• _PASSAGE EXTRAIT_:
────────────────

Ils sont des centaines, des milliers peut-être, à vouloir tenir le rythme de travail nécessaire toute l'année, ou pendant deux ans, avant de se présenter à l'épreuve éliminatoire ; « car, si ça ne marche pas, ils iront dans le mur », selon eux. La clinique Georges Heuyer en voit trois ou quatre par semaine « dopés à la caféine ou aux psychostimulants », à qui il est proposé de « relativiser les enjeux scolaires et universitaires », grâce à un travail psychothérapeutique plus ou moins informel. « Nous nous employons à leur faire rouvrir le champ des possibles ; accepter de ne pas être une machine toujours plus performante », dit le Dr Huerre. Une ou deux séances peuvent aider à « lever la pression, à chasser l'obnubilation », qui mettent en difficulté l'étudiant et peuvent l'entraîner jusqu'au suicide.
Les anxiolytiques.
Nombreux aussi sont les « angoissés », taraudés par la peur de rater, qui se tournent vers les anxiolytiques de la pharmacie familiale, l'alcool et/ou les joints. Comment être moins anxieux sans perdre ses capacités ? Or, très vite leur rythme veille-sommeil et leurs niveaux d'attention et de concentration sont déréglés. Là encore, le remède se révèle pire que le mal. L'usager, croyant qu'il n'a pas pris assez de « ces redoutables substances », entre inexorablement dans le « cercle vicieux » de la dépendance « au lieu de compter sur ses propres ressources ». « Le concours n'a rien d'essentiel. C'est important, mais pas au point de se mettre en danger » : tel est le message de la clinique psychiatrique parisienne, lors d'entretiens hebdomadaires, avec deux ou trois étudiants angoissés.
L'autoexcitation.
Une autre méthode de stimulation, sans produits, est fondée sur l' « autoexcitation » et semble tout aussi déstabilisante. Des milliers d'élèves des circuits dits d'excellence et de carabins de PCEM1 font du « non-stop », ne s'accordant aucune pause dans leur travail. Les officines de soutien scolaire, et depuis peu les boutiquiers du « coaching », qui prétendent exercer la « solidité mentale », sont pris d'assaut. De tels comportements ont l'effet d'une drogue et entraînent beaucoup de fatigue. « Quand nous recommandons aux étudiants concernés de prendre le temps de faire une balade de dix minutes, afin de décompresser, force est de constater qu'ils ont du mal à s'exécuter, car, dans leur esprit, c'est leur avenir qui est en jeu, souligne le Dr Patrice Huerre . Ils doivent comprendre que le cerveau a besoin de récupération de temps en temps. Il ne suffit pas de mettre du carburant dedans pour le faire tourner à plein régime, de jour comme de nuit. »

────────────────

• _DONNÉES EXTRAITES_:
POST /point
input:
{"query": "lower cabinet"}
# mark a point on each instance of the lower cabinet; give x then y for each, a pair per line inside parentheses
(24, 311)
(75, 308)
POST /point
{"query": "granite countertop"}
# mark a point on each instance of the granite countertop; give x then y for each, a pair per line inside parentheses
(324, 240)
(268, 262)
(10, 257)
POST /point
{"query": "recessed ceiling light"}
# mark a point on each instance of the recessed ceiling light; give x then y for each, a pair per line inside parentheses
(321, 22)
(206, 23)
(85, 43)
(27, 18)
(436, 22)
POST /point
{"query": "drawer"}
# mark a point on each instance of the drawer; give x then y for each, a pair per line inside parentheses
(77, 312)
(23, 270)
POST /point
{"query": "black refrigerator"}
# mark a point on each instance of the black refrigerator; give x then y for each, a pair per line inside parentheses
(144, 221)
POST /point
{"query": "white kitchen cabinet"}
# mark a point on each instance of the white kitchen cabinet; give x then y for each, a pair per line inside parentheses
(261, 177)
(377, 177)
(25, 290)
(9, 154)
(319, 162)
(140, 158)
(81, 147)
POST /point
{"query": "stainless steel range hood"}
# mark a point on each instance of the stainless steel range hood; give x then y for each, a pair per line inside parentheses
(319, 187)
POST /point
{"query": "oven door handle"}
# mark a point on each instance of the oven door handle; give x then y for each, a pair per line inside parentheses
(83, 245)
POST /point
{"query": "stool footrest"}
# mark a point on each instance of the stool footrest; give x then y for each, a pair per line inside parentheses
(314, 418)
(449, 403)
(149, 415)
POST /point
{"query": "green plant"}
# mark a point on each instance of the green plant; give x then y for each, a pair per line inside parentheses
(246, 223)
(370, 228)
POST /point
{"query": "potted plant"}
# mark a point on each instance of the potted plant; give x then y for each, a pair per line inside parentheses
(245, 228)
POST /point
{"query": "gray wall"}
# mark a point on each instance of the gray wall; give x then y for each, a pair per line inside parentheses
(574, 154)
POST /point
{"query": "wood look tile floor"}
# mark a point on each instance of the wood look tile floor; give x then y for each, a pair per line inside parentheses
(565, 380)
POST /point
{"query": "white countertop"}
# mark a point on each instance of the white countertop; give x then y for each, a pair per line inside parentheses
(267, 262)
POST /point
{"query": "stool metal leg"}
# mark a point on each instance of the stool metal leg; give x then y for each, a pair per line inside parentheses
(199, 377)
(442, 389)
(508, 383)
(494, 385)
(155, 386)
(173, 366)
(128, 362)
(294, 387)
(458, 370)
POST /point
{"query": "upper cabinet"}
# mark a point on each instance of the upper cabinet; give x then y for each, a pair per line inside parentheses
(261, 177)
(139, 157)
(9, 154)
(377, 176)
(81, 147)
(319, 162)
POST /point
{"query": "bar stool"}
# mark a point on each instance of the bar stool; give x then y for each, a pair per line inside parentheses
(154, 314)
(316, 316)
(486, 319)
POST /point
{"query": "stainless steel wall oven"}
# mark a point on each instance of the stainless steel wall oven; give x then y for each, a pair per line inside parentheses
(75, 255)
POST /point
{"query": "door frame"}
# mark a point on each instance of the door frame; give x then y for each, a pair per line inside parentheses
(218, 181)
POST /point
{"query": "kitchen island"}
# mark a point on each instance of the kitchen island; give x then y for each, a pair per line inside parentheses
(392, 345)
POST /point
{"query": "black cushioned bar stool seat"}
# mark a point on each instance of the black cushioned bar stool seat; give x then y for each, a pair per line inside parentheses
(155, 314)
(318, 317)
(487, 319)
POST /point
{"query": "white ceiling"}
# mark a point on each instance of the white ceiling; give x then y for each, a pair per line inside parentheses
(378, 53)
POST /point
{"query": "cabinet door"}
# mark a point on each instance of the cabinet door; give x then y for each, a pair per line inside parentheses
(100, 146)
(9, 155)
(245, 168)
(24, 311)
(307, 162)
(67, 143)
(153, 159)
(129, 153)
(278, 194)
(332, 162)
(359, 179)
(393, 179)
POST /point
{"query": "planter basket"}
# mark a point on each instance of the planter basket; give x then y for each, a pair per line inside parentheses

────────────────

• _DÉTAILS DE L'EXERCICE_: Restituez tel quel, s'il vous plaît, tout le passage de l'article sur la pression des concours, depuis « Ils sont des » jusqu'à « l'entraîner jusqu'au suicide. ».

• _VOTRE RÉPONSE_:
Ils sont des centaines, des milliers peut-être, à vouloir tenir le rythme de travail nécessaire toute l'année, ou pendant deux ans, avant de se présenter à l'épreuve éliminatoire ; « car, si ça ne marche pas, ils iront dans le mur », selon eux. La clinique Georges Heuyer en voit trois ou quatre par semaine « dopés à la caféine ou aux psychostimulants », à qui il est proposé de « relativiser les enjeux scolaires et universitaires », grâce à un travail psychothérapeutique plus ou moins informel. « Nous nous employons à leur faire rouvrir le champ des possibles ; accepter de ne pas être une machine toujours plus performante », dit le Dr Huerre. Une ou deux séances peuvent aider à « lever la pression, à chasser l'obnubilation », qui mettent en difficulté l'étudiant et peuvent l'entraîner jusqu'au suicide.